> _Work task_:
The word "drum" may appear in some lines of the data; copy every such line.

> _Data section_:
##########

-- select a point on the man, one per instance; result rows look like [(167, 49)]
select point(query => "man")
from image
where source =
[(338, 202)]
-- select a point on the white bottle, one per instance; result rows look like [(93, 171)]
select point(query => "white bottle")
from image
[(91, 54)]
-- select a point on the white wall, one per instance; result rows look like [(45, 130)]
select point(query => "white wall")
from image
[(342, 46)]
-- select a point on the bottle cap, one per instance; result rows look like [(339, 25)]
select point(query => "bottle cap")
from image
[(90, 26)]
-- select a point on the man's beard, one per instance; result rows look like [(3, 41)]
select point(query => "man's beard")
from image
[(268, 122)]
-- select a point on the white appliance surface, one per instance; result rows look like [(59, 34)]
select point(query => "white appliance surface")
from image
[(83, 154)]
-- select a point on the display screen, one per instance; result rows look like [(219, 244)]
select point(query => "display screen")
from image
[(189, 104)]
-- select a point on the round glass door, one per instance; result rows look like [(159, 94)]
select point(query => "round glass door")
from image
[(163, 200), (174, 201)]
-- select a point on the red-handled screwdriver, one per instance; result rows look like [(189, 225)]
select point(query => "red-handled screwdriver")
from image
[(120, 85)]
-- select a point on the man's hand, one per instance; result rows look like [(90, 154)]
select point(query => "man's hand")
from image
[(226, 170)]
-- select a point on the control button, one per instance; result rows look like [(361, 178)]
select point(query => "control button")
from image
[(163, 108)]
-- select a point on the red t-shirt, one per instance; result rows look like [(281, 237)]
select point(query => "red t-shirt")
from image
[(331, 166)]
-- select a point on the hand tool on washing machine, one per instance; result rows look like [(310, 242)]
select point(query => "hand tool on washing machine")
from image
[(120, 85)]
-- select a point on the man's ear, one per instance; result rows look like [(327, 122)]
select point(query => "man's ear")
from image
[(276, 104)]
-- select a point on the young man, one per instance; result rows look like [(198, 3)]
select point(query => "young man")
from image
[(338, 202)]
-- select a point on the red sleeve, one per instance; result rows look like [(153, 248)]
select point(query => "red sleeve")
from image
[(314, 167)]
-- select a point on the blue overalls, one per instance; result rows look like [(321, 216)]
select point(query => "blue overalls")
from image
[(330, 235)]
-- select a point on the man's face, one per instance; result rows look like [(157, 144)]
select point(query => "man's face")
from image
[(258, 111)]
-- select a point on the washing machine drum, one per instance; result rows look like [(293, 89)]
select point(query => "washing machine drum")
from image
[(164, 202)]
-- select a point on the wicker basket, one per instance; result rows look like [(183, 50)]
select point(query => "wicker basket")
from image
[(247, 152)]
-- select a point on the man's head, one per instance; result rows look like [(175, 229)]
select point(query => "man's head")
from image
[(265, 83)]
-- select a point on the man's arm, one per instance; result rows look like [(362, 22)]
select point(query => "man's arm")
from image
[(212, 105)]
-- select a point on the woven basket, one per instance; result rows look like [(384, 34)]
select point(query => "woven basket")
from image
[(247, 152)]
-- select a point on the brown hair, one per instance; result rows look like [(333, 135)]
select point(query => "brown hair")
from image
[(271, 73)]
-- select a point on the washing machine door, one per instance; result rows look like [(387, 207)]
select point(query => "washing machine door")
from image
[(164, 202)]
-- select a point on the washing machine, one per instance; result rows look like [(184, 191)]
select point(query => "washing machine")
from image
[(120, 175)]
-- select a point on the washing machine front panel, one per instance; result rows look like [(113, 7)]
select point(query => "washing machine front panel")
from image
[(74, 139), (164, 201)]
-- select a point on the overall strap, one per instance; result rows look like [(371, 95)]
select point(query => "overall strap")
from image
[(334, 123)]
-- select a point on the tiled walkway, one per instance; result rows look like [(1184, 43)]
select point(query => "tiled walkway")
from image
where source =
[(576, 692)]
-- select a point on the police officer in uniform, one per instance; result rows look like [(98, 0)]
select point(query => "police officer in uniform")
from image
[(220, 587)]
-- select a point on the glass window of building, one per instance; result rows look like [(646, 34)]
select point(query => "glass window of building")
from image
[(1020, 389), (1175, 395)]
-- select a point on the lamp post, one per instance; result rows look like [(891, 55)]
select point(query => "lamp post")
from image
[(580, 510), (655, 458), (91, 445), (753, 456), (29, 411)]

##########

> _Task result_:
-- select a point on the washing machine drum, one per instance; result rows look like [(293, 89)]
select point(query => "washing machine drum")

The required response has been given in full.